⟨
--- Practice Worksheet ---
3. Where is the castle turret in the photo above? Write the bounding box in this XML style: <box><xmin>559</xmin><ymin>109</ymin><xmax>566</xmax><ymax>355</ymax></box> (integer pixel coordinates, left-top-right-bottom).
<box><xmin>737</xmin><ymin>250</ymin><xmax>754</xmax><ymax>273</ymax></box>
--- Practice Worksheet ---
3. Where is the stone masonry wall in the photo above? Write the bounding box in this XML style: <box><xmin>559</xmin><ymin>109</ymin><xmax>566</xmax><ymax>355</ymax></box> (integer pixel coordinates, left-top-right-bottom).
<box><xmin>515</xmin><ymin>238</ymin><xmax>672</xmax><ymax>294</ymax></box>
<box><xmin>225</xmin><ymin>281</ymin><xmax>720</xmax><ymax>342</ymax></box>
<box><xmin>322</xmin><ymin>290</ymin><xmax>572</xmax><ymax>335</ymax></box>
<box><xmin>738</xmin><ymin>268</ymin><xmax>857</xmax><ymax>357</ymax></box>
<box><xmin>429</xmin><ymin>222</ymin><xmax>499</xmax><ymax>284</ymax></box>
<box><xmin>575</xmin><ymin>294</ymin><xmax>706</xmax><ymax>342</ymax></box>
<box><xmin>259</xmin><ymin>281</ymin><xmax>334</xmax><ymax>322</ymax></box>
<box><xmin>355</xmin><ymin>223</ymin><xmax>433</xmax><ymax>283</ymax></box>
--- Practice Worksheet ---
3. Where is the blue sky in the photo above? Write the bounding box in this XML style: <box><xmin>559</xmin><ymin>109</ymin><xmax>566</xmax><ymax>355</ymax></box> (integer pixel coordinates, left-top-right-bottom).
⟩
Rewrite the listing above, swapping every "bounding box" for "rectangle" and leaving everything else unchanged.

--- Practice Worksheet ---
3. Where is the castle turret in the photo above? Write the rectangle in this XML style: <box><xmin>559</xmin><ymin>109</ymin><xmax>566</xmax><ymax>355</ymax></box> (integer pixel coordinates, left-top-right-bottom).
<box><xmin>737</xmin><ymin>250</ymin><xmax>754</xmax><ymax>273</ymax></box>
--- Practice Worksheet ---
3. Where is the stone masonry wall in the photo above? Write the rectangle in this XML style: <box><xmin>559</xmin><ymin>109</ymin><xmax>566</xmax><ymax>355</ymax></box> (integer pixel coordinates, left-top-right-bottom).
<box><xmin>515</xmin><ymin>238</ymin><xmax>672</xmax><ymax>294</ymax></box>
<box><xmin>225</xmin><ymin>281</ymin><xmax>720</xmax><ymax>342</ymax></box>
<box><xmin>322</xmin><ymin>290</ymin><xmax>572</xmax><ymax>335</ymax></box>
<box><xmin>738</xmin><ymin>268</ymin><xmax>857</xmax><ymax>357</ymax></box>
<box><xmin>429</xmin><ymin>222</ymin><xmax>499</xmax><ymax>284</ymax></box>
<box><xmin>575</xmin><ymin>294</ymin><xmax>706</xmax><ymax>342</ymax></box>
<box><xmin>259</xmin><ymin>281</ymin><xmax>334</xmax><ymax>322</ymax></box>
<box><xmin>355</xmin><ymin>223</ymin><xmax>433</xmax><ymax>283</ymax></box>
--- Practice Worksheet ---
3. Where is the blue sky in the photo above? Write the rectangle in this XML style: <box><xmin>559</xmin><ymin>109</ymin><xmax>566</xmax><ymax>355</ymax></box> (integer pixel coordinates, left-top-right-bottom).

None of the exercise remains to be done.